◆ Bagian Teks
<<<<
1

loading...

Wednesday, December 12, 2018

MAKALAH FIQH MUNAKAHAT


MAKALAH FIQH MUNAKAHAT

A. PENGERTIAN PERNIKAHAN
            Pernikahan atau perkawinan ialah akad yang menghalalkan pergaulan dan membatasi hak dan kewajiban antara seorang laki-laki seorang perempuan yang bukan mahram. Allah berfirman (Q.S.An-nisa:3).
وَإِنْ خِفْتُمْ أَلَّا تُقْسِطُوا فِي الْيَتَامَىٰ فَانْكِحُوا مَا طَابَ لَكُمْ مِنَ النِّسَاءِ مَثْنَىٰ
وَثُلَاثَ وَرُبَاعَ ۖ فَإِنْ خِفْتُمْ أَلَّا تَعْدِلُوا فَوَاحِدَةً أَوْ مَا مَلَكَتْ أَيْمَانُكُمْ ۚ ذَٰلِكَ
أَدْنَىٰ أَلَّا تَعُولُوا
Artinya: Dan jika kamu takut tidak akan dapat berlaku adil terhadap (hak-hak) perempuan yang yatim (bilamana kamu mengawininya), maka kawinilah wanita-wanita (lain) yang kamu senangi: dua, tiga atau empat. Kemudian jika kamu takut tidak akan dapat berlaku adil, maka (kawinilah) seorang saja, atau budak-budak yang kamu miliki. Yang demikian itu adalah lebih dekat kepada tidak berbuat aniaya.
Anwar Harjono (1987:220) mengatakan bahwa perkawinan adalah bahasa (Indonesia) yang umum di pakai dalam pengertian yang sama dengan nikah atau zawaj dalam istilah fiqh. Para fuqaha dan mahdzab emapat sepakat bahwa makna nikah atau zawaj adalah suatu akad atau suatu perjanjian yang mengandung arti tentang sahnya hubungan kelamin. Sedangkan perkawinan adalah suatu perjanjian untuk melegalkan hubungan kelamin dan untuk melanjutkan keturunan.
>>>>
◆ Ketentuan Soal
Menurut terjemahan Q.S. An-Nisa:3 dalam makalah fiqh munakahat, mengapa orang yang takut tidak dapat berlaku adil disuruh mengawini seorang saja? Jelaskan dalam satu sampai tiga kalimat. Data ini tidak berkaitan dengan makalah fiqh munakahat di atas.

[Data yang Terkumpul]
<<<<
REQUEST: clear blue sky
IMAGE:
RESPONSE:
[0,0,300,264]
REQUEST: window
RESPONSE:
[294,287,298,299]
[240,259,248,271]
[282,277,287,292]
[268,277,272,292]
>>>>
◆ Jawaban Lengkap
Menurut terjemahan ayat itu, orang yang takut tidak akan dapat berlaku adil disuruh mengawini seorang saja atau budak-budak yang dimilikinya. Alasannya, yang demikian itu lebih dekat kepada tidak berbuat aniaya.